> [TEXT EXCERPT]:
* * *

NASHVILLE RESTAURANT UPDATE

BY Joey Valenti

With COVID-19 still burdening the nation, I thought it would be worthwhile to take a deeper look at what the restaurant industry currently looks like in Nashville and how it is continuing to cope.

Despite the pandemic, there are still a number of large and small restaurant groups that are trying to get into the restaurant market in Nashville. Right now, there are no vacancies and also not a huge amount of closures or carnage. This is causing challenges for prospective restaurants looking to make a move.

Regardless of how many restaurants are trying to enter the Nashville market, there is still an issue with staffing. From cooks to back of house and front of house, Nashville is not invincible from the staffing shortage that is striking the nation. I definitely think this issue will continue over the next year.

Even though people have concerns with staffing, this has not made Nashville any less appealing to restaurant owners. Most decide they still want to come to Nashville for deals and decide they will figure out the issues with staffing later. While many markets around the country are deciding not to move forward with new deals, these individuals view Nashville as a less risky market, so they are willing to forge forward.

Looking more closely at the types of restaurants emerging in Nashville, we are seeing larger sized restaurants in lower Broadway. These are usually around 10,000 SF and are coming in from all over the country, particularly from areas like New York, Los Angeles, Chicago, Dallas, or any other city with an entertainment twinge to them. They see a lot of promise in Nashville and want to be down here.

In other areas of Nashville, we are seeing QSRs (Quick Service Restaurants) such as Raising Canes, Whataburger, Popeyes, and Coffee Guys. These fast casual dining options tend to run between 2,500 and 3,500 SF. Other popular concepts include salad options such as Cava or Chopped and breakfast-only restaurants like Snooze A.M. Eatery, First Watch, Another Broken Egg Cafe, and Big Bad Breakfast. Restaurant pioneers in this sector figured out how to incorporate alcohol into breakfast, creating popular brunch and lunch options.

While we are seeing many more cafe and breakfast options as described above, there are a lot less casual diners opening up. These spaces, which are usually around 6,000-8,000 SF spaces, were the hardest hit during COVID. With 15-20% of the alcohol removed from those businesses, their profit margins are diminishing greatly. Less people are sitting in the seats of diners, so this sector is simply not expanding anymore.

Fortunately, most of the established restaurant corridors have stayed strong during the pandemic. This includes the upscale restaurants in   and Midtown and hipster chef-driven restaurants geared toward foodies in East Nashville and Germantown. The suburbs still remain solidly populated with fast food chain restaurants.

One interesting example of a new concept is a supper club started by Justin Timberlake and Sam Fox called The Twelve Thirty on 5th and Broadway. This honky tonk restaurant is 30,000 SF and located directly across from Bridgestone arena, offering locals a place to overlook the tourists without being part of it. It will be interesting to see whether this is successful and if it will bring in other similar restaurants.

* * *

> [DATASET]:
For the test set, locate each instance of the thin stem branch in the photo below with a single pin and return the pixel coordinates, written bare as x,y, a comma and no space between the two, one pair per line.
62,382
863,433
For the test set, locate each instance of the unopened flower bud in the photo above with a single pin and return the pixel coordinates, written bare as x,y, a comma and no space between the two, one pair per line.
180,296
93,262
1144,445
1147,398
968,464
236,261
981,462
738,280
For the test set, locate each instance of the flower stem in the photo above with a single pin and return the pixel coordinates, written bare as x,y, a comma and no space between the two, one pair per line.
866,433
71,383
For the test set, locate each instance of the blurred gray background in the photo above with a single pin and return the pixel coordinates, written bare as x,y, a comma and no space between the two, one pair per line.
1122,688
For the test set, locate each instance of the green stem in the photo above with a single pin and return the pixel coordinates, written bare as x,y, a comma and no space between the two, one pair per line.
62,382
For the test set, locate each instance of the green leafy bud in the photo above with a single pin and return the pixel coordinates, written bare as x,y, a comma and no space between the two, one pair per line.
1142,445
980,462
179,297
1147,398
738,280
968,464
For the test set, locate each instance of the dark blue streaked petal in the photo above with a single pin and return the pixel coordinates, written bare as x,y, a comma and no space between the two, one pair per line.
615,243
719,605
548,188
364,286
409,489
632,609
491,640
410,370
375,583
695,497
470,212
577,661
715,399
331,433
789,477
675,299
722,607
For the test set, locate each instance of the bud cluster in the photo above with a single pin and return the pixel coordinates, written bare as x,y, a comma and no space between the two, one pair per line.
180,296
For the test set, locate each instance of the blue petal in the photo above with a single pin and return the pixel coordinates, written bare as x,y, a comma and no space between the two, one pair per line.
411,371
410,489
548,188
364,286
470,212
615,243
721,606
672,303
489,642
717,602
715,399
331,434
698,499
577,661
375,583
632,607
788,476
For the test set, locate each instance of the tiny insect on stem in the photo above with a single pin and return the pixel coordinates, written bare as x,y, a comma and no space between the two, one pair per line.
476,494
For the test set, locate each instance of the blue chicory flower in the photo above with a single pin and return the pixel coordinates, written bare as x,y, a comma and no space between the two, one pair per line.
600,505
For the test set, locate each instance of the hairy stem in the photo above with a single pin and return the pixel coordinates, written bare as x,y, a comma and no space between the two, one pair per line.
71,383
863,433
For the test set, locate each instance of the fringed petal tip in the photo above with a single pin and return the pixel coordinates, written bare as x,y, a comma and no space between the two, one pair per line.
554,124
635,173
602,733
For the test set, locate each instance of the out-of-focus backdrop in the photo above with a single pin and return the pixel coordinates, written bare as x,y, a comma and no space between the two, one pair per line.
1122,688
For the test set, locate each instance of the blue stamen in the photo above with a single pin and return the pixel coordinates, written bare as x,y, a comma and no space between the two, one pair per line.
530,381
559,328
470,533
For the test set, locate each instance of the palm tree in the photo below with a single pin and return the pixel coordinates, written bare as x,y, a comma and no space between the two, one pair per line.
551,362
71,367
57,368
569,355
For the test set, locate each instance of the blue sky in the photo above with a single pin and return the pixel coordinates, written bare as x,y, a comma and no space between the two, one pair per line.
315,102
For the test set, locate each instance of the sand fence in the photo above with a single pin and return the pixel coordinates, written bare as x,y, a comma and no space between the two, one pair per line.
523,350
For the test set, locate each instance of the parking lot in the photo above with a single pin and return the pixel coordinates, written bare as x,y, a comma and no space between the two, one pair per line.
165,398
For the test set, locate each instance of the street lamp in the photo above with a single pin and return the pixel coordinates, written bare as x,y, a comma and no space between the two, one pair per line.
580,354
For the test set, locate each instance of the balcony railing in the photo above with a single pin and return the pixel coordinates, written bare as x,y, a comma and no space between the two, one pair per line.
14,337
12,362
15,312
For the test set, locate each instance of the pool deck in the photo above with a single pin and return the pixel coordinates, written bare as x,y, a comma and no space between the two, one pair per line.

* * *

> [ACTIVITY]:
Please transcribe the part of the Nashville restaurant update that opens with the words containing "Fortunately, most of" and closes with "other similar restaurants.". Copy it word for word. The items above are separate material and have no connection to the Nashville restaurant update.

> [RESPONSE TO THIS TASK]:
Fortunately, most of the established restaurant corridors have stayed strong during the pandemic. This includes the upscale restaurants in   and Midtown and hipster chef-driven restaurants geared toward foodies in East Nashville and Germantown. The suburbs still remain solidly populated with fast food chain restaurants.

One interesting example of a new concept is a supper club started by Justin Timberlake and Sam Fox called The Twelve Thirty on 5th and Broadway. This honky tonk restaurant is 30,000 SF and located directly across from Bridgestone arena, offering locals a place to overlook the tourists without being part of it. It will be interesting to see whether this is successful and if it will bring in other similar restaurants.